### Given request
Can you print the lines below unchanged, beginning with the line that contains "Task: mark one point on every instance of the tree" and going through the last line?

* start *

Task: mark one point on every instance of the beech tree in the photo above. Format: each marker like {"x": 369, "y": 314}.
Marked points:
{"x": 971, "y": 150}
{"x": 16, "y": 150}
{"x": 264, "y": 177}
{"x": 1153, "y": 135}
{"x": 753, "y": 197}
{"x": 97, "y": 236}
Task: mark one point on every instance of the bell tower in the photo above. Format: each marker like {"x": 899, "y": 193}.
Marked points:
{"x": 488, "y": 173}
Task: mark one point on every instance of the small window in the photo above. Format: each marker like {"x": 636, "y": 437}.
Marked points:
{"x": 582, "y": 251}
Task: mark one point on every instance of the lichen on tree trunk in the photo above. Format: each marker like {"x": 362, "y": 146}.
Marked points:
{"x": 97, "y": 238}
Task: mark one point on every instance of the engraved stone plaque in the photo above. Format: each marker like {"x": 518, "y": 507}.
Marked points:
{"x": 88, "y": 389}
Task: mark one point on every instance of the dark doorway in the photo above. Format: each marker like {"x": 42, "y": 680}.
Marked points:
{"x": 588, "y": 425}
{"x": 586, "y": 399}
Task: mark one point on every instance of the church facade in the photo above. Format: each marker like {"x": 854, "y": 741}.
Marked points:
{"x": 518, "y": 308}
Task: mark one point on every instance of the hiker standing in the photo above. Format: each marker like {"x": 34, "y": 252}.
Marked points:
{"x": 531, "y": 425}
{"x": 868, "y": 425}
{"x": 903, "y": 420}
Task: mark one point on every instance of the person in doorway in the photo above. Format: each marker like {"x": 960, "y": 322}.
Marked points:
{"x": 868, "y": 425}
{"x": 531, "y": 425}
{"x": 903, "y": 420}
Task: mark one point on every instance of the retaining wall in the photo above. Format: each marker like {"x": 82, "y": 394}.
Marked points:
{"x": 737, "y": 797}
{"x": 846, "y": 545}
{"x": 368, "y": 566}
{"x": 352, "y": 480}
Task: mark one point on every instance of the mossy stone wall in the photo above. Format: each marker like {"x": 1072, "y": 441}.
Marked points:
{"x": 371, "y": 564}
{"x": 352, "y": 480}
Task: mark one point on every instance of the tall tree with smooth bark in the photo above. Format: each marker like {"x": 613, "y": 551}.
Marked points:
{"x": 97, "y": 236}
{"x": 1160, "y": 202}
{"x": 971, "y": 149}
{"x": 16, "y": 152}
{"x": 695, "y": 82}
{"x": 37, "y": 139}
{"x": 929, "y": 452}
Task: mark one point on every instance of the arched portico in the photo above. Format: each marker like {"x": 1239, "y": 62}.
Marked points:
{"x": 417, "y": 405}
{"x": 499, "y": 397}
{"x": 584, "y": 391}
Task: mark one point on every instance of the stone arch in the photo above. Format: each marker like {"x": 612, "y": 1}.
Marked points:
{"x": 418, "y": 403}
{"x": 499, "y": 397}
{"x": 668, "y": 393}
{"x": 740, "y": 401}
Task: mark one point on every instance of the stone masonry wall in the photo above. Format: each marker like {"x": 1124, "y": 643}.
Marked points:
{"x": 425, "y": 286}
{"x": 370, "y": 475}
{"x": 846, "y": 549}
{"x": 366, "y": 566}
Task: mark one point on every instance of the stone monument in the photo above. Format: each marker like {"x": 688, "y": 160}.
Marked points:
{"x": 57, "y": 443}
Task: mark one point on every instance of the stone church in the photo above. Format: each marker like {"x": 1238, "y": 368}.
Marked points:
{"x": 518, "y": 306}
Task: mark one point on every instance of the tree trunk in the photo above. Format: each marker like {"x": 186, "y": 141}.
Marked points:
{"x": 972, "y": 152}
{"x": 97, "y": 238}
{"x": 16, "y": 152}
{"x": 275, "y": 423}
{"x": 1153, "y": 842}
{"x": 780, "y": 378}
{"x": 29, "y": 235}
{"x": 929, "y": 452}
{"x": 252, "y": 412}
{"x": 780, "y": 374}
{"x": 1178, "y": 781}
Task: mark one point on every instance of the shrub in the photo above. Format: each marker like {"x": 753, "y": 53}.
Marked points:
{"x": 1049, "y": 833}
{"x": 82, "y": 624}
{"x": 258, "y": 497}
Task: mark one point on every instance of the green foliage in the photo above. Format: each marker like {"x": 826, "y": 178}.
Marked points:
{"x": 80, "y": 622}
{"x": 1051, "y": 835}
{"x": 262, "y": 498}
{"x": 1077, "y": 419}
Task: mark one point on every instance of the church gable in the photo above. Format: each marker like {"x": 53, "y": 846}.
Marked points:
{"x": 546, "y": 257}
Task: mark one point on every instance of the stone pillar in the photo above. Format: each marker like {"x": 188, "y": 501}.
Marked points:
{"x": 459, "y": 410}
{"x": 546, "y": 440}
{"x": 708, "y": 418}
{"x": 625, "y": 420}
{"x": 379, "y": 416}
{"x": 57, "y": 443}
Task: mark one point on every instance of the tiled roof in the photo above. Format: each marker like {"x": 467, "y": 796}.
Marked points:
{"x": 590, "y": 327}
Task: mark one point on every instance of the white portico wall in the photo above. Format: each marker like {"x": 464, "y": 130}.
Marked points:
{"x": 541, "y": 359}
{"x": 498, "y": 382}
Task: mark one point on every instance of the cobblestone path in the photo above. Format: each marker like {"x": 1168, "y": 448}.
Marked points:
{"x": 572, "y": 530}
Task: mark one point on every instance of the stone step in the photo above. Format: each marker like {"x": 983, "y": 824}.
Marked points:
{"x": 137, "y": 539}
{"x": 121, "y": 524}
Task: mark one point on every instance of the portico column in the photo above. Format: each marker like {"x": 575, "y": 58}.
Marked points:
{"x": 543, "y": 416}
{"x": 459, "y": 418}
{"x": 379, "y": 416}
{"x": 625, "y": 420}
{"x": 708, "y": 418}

* end *

### Problem solution
Task: mark one point on every instance of the tree trunk in the photo above. Format: each marker like {"x": 186, "y": 141}.
Marked points:
{"x": 972, "y": 152}
{"x": 97, "y": 238}
{"x": 16, "y": 152}
{"x": 275, "y": 423}
{"x": 1153, "y": 842}
{"x": 780, "y": 378}
{"x": 29, "y": 235}
{"x": 929, "y": 452}
{"x": 252, "y": 412}
{"x": 780, "y": 374}
{"x": 1178, "y": 781}
Task: mark one point on every instance of the shrub in the photo above. Format: each marker like {"x": 753, "y": 53}.
Marked points:
{"x": 1049, "y": 833}
{"x": 82, "y": 624}
{"x": 258, "y": 497}
Task: mark one point on every instance of the green foliage in the photo above. Format: each marker like {"x": 826, "y": 178}.
Marked points:
{"x": 80, "y": 622}
{"x": 1051, "y": 835}
{"x": 262, "y": 498}
{"x": 1077, "y": 419}
Task: mark one point on every instance of the church gable in the photo above. Format: each marker like {"x": 53, "y": 846}.
Marked points:
{"x": 546, "y": 257}
Task: mark one point on every instance of the stone pillar in the photo above. Format: each marker like {"x": 188, "y": 501}.
Marked points:
{"x": 459, "y": 410}
{"x": 546, "y": 440}
{"x": 708, "y": 418}
{"x": 625, "y": 420}
{"x": 379, "y": 416}
{"x": 57, "y": 443}
Task: mark one point on every instance of the tiled roof in the photo above. Format: each marker like {"x": 467, "y": 796}.
Marked points:
{"x": 590, "y": 327}
Task: mark one point on every instance of the white portico wall in the photo above. Format: each marker like {"x": 464, "y": 130}.
Marked points:
{"x": 541, "y": 359}
{"x": 498, "y": 382}
Task: mark one point on every instance of the cobblestone path in the photo above. Format: each marker like {"x": 1168, "y": 448}.
Marked points:
{"x": 572, "y": 530}
Task: mark one point on every instance of the stone step in the photo above. Format: each marker like {"x": 983, "y": 824}.
Marked points:
{"x": 137, "y": 539}
{"x": 121, "y": 524}
Task: mark one point on every instance of the portico column in the photo above. Format: each marker like {"x": 575, "y": 58}.
Marked points:
{"x": 543, "y": 416}
{"x": 459, "y": 418}
{"x": 379, "y": 416}
{"x": 625, "y": 420}
{"x": 708, "y": 418}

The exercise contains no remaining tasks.